Assigned task >>
According to the news report below about the ferry grounding, on which island did MV Alfred partially run aground?

Text block >>

************

Six passengers who were injured when a Pentland Ferries vessel grounded off Orkney are seeking compensation.
MV Alfred partially ran aground on the Isle of Swona in the Pentland Firth on July 5 with more than 80 people onboard.
RNLI lifeboats were called to evacuate the ferry – with one person being rushed to hospital with a fractured shoulder.
Dozens more are feared to have suffered mental trauma and physical injuries including fractures, sprains and soft tissue damage.
Solicitor Digby Brown has confirmed it is representing six passengers who are seeking compensation amidst the Marine Accident Investigation Board’s (MAIB) formal investigation into the incident.
‘A shocking ordeal’
Mark Gibson, partner and head of the foreign and travel department at Digby Brown, is supporting those who were injured in the crash.
He said: “Any mode of travelling has its risks but there are clear procedures designed to keep people safe whether there be adverse conditions, mechanical issues or human error.
“For the passengers on board this must have been a shocking ordeal with the injuries and overall chaos impacting each person in a different way.
“The injuries we’re aware of so far relate to fractures, sprains and soft tissue damage but it’s possible there are injuries that are as yet unreported, including those who suffered psychiatric harm.

************

Data excerpts >>
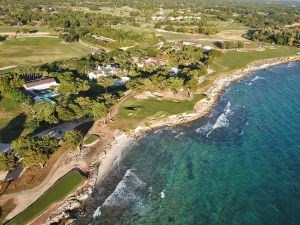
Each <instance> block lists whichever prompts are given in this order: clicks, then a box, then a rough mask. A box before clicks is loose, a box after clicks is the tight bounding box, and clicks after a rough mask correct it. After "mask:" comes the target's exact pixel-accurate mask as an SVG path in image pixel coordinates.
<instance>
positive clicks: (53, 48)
mask: <svg viewBox="0 0 300 225" xmlns="http://www.w3.org/2000/svg"><path fill="white" fill-rule="evenodd" d="M89 52H90V49H89V48H87V47H84V46H83V45H81V44H80V43H78V42H74V43H69V44H64V43H62V42H61V41H60V40H59V39H58V38H46V37H39V38H26V39H15V40H6V41H4V42H2V44H1V45H0V59H1V60H0V68H1V67H6V66H12V65H17V66H27V65H37V64H44V63H48V62H52V61H55V60H63V59H68V58H74V57H81V56H84V55H86V54H88V53H89Z"/></svg>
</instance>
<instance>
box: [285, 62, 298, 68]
mask: <svg viewBox="0 0 300 225" xmlns="http://www.w3.org/2000/svg"><path fill="white" fill-rule="evenodd" d="M296 65H297V63H296V62H290V63H289V64H288V65H287V67H293V66H296Z"/></svg>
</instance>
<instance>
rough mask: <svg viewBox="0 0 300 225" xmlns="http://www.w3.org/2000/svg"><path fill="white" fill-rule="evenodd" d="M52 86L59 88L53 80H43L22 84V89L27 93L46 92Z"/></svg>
mask: <svg viewBox="0 0 300 225" xmlns="http://www.w3.org/2000/svg"><path fill="white" fill-rule="evenodd" d="M53 86H54V87H56V86H59V83H57V82H56V80H55V79H54V78H43V79H39V80H35V81H31V82H28V83H26V84H24V88H25V89H26V90H29V91H33V90H46V89H49V88H50V87H53Z"/></svg>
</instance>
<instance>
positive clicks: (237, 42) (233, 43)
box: [215, 41, 245, 49]
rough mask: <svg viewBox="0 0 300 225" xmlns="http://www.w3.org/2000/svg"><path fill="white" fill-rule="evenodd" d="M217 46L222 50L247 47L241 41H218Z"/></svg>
mask: <svg viewBox="0 0 300 225" xmlns="http://www.w3.org/2000/svg"><path fill="white" fill-rule="evenodd" d="M215 45H216V46H218V47H219V48H222V49H236V48H244V47H245V45H244V43H243V42H241V41H216V42H215Z"/></svg>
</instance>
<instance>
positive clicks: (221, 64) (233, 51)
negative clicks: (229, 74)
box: [216, 47, 299, 71]
mask: <svg viewBox="0 0 300 225" xmlns="http://www.w3.org/2000/svg"><path fill="white" fill-rule="evenodd" d="M298 52H299V50H298V49H296V48H290V47H276V48H274V49H266V50H264V51H245V52H244V51H229V52H226V53H225V54H224V55H223V56H222V57H221V58H218V59H216V62H217V63H219V64H221V65H222V66H225V67H227V71H229V70H233V69H239V68H243V67H245V66H246V65H247V64H249V63H250V62H253V61H255V60H261V59H268V58H276V57H284V56H292V55H295V54H297V53H298Z"/></svg>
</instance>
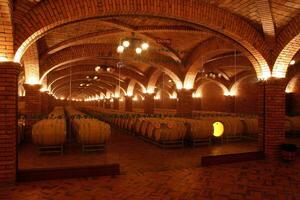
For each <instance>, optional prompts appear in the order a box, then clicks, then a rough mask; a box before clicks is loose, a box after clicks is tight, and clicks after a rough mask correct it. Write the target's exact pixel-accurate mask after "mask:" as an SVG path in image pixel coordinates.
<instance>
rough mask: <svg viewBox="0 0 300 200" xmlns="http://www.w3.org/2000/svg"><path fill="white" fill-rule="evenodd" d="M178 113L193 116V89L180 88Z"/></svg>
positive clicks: (178, 104) (193, 102)
mask: <svg viewBox="0 0 300 200" xmlns="http://www.w3.org/2000/svg"><path fill="white" fill-rule="evenodd" d="M177 98H178V101H177V115H184V116H192V113H193V109H194V108H193V107H194V106H193V105H194V98H193V90H186V89H182V90H178V95H177Z"/></svg>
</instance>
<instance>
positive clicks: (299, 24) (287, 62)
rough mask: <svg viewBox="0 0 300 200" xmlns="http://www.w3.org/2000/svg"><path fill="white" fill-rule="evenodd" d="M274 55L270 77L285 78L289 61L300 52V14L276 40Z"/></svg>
mask: <svg viewBox="0 0 300 200" xmlns="http://www.w3.org/2000/svg"><path fill="white" fill-rule="evenodd" d="M277 43H278V44H277V46H276V48H275V51H274V55H276V56H277V58H276V60H275V64H274V67H273V70H272V76H273V77H277V78H285V76H286V73H287V69H288V67H289V64H290V61H291V60H292V59H293V57H294V55H295V54H296V53H297V52H298V51H299V50H300V14H299V15H298V16H297V17H295V18H294V19H293V20H292V21H290V23H289V24H288V25H286V26H285V27H284V28H283V29H282V31H281V33H280V34H279V36H278V38H277Z"/></svg>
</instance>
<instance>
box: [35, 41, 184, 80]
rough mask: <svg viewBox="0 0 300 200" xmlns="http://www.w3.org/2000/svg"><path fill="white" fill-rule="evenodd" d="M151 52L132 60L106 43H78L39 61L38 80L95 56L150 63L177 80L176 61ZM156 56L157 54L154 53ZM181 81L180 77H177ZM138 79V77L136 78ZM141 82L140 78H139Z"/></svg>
mask: <svg viewBox="0 0 300 200" xmlns="http://www.w3.org/2000/svg"><path fill="white" fill-rule="evenodd" d="M151 55H152V54H151V53H149V54H147V55H145V56H143V58H141V57H138V58H136V59H134V60H132V58H134V55H127V56H122V58H120V55H119V54H118V53H117V52H116V51H115V48H113V46H111V45H106V44H101V45H100V44H88V45H78V46H73V47H69V48H67V49H64V50H62V51H59V52H57V53H55V54H53V55H51V56H49V57H48V58H47V59H46V60H43V61H42V62H41V68H40V71H41V73H42V76H41V79H40V82H42V81H43V79H44V78H45V77H46V76H47V75H48V74H49V73H50V72H51V71H53V70H55V69H57V68H60V67H62V66H64V65H68V64H70V63H72V62H78V61H83V60H88V59H95V58H103V59H113V60H120V59H122V60H123V61H125V62H131V63H132V61H135V62H136V63H142V64H147V65H152V66H153V67H156V68H159V69H161V70H162V71H165V72H166V73H168V74H170V76H173V77H174V80H176V81H177V77H178V76H179V74H180V67H181V65H179V64H178V63H176V62H174V61H172V60H171V59H170V58H168V57H165V56H160V57H159V58H158V57H156V58H157V59H151ZM155 55H156V56H157V54H155ZM178 79H179V81H180V82H181V80H180V78H178ZM137 80H139V79H137ZM139 81H140V82H142V81H141V80H139Z"/></svg>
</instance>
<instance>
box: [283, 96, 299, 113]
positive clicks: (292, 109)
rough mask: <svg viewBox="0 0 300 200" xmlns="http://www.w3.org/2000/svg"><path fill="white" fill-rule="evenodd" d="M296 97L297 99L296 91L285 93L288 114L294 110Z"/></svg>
mask: <svg viewBox="0 0 300 200" xmlns="http://www.w3.org/2000/svg"><path fill="white" fill-rule="evenodd" d="M298 98H300V96H298ZM294 99H296V98H295V94H294V93H286V94H285V102H286V104H285V111H286V114H289V113H290V112H292V111H294V105H295V102H294Z"/></svg>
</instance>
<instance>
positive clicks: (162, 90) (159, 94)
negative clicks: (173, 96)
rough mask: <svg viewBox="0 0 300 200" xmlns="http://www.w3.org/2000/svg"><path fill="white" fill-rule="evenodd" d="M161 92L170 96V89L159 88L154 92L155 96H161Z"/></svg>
mask: <svg viewBox="0 0 300 200" xmlns="http://www.w3.org/2000/svg"><path fill="white" fill-rule="evenodd" d="M162 93H165V94H167V96H169V97H171V96H172V94H171V92H170V91H168V90H167V89H159V90H158V91H157V92H156V93H155V97H156V96H158V95H159V97H160V98H161V96H162Z"/></svg>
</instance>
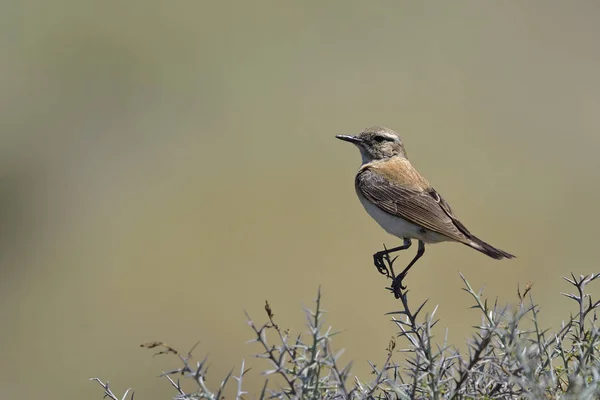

************

Your solution >>
The Isle of Swona, in the Pentland Firth.